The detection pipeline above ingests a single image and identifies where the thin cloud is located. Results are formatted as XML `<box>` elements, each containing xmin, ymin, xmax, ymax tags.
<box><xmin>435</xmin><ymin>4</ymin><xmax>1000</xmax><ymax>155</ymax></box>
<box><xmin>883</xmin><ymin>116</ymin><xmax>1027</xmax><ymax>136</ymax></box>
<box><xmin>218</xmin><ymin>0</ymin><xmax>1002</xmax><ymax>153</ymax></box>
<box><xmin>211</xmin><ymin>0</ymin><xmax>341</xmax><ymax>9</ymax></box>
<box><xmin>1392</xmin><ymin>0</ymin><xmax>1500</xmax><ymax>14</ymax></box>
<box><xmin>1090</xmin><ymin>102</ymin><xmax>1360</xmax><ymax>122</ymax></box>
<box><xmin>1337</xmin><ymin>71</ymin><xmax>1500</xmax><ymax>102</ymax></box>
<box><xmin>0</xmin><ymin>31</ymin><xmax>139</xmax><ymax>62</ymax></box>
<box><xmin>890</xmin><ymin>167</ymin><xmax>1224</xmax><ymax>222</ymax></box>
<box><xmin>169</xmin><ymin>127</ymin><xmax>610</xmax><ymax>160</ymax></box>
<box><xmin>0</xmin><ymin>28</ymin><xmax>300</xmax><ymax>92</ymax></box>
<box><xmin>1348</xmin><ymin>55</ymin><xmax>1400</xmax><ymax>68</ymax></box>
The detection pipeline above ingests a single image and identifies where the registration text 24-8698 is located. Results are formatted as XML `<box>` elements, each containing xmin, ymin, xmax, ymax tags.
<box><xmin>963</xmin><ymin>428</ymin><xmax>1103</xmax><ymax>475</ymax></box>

☆ ☆ ☆ ☆

» **Task directions**
Would you please write the entries out again in full, exactly as given?

» **Answer**
The detection pipeline above ingests a single image and identifies where the thin cloud is located. Results are formatted as XML `<box>` elements, each containing xmin, ymin, xmax, ymax tags.
<box><xmin>435</xmin><ymin>4</ymin><xmax>1000</xmax><ymax>155</ymax></box>
<box><xmin>883</xmin><ymin>116</ymin><xmax>1027</xmax><ymax>136</ymax></box>
<box><xmin>218</xmin><ymin>0</ymin><xmax>1002</xmax><ymax>153</ymax></box>
<box><xmin>211</xmin><ymin>0</ymin><xmax>341</xmax><ymax>9</ymax></box>
<box><xmin>1392</xmin><ymin>0</ymin><xmax>1500</xmax><ymax>14</ymax></box>
<box><xmin>1090</xmin><ymin>102</ymin><xmax>1360</xmax><ymax>122</ymax></box>
<box><xmin>1337</xmin><ymin>71</ymin><xmax>1500</xmax><ymax>102</ymax></box>
<box><xmin>0</xmin><ymin>31</ymin><xmax>139</xmax><ymax>62</ymax></box>
<box><xmin>890</xmin><ymin>167</ymin><xmax>1224</xmax><ymax>222</ymax></box>
<box><xmin>169</xmin><ymin>127</ymin><xmax>610</xmax><ymax>160</ymax></box>
<box><xmin>0</xmin><ymin>28</ymin><xmax>300</xmax><ymax>92</ymax></box>
<box><xmin>1348</xmin><ymin>55</ymin><xmax>1400</xmax><ymax>68</ymax></box>
The detection pipeline above ingests a single image and identifies where the registration text 24-8698 is located. Results are formatted as XML `<box>` elements, each containing xmin, ymin, xmax, ymax tags.
<box><xmin>963</xmin><ymin>428</ymin><xmax>1103</xmax><ymax>475</ymax></box>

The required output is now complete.